:: EXERCISE AIM ::
Please make an exact copy of the listing, without the pictures.

[[ DATA, beginning ]]

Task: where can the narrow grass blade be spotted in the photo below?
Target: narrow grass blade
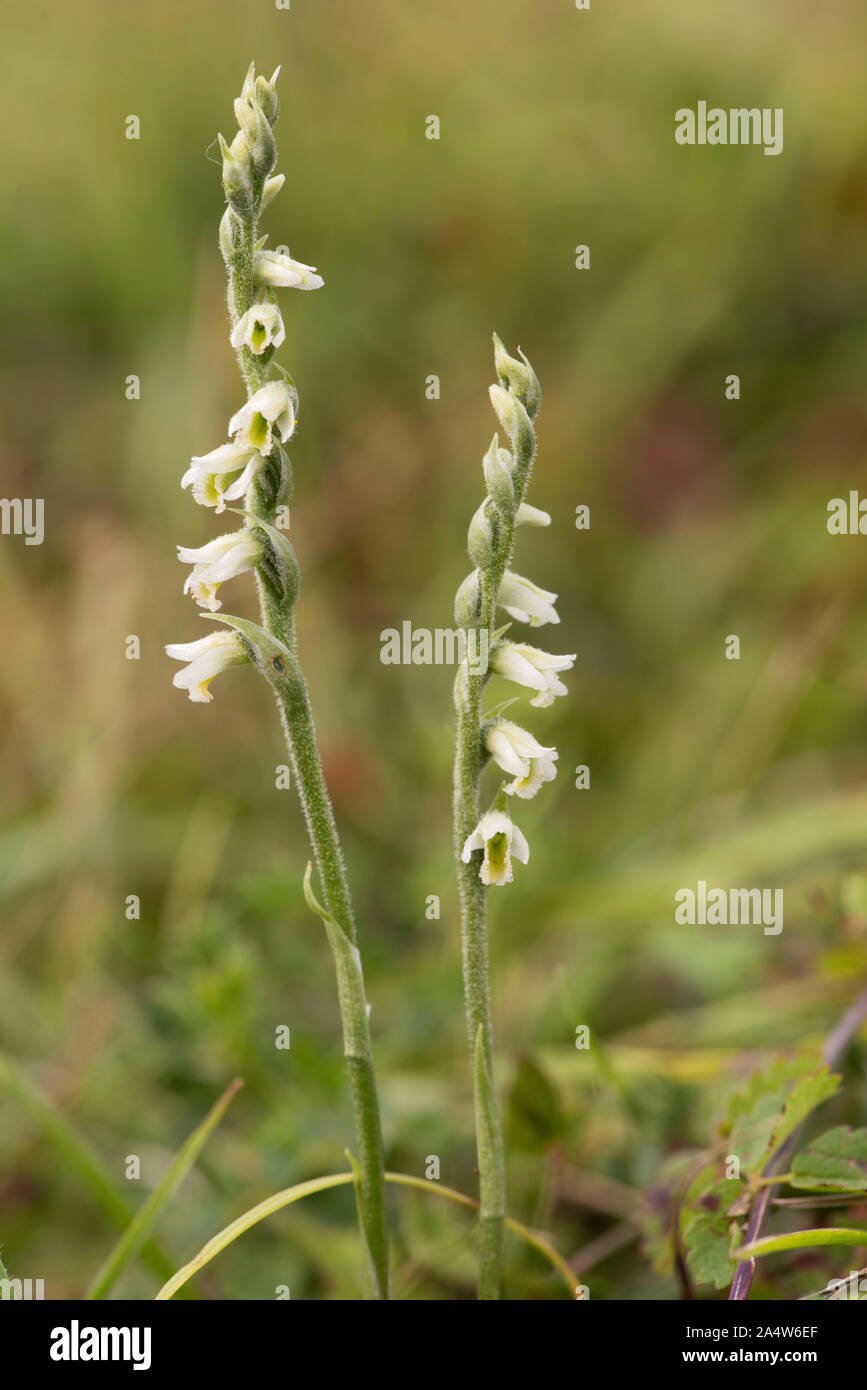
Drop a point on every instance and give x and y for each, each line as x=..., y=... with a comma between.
x=146, y=1218
x=77, y=1157
x=317, y=1184
x=803, y=1240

[[ DATA, end ]]

:: FINAL ANSWER ::
Task: where can the narrow grass blade be spotted in the photo below?
Target: narrow grass blade
Drop a point on every instance and give x and y for each, each line as x=..., y=... with a comma between.
x=146, y=1218
x=77, y=1157
x=317, y=1184
x=803, y=1240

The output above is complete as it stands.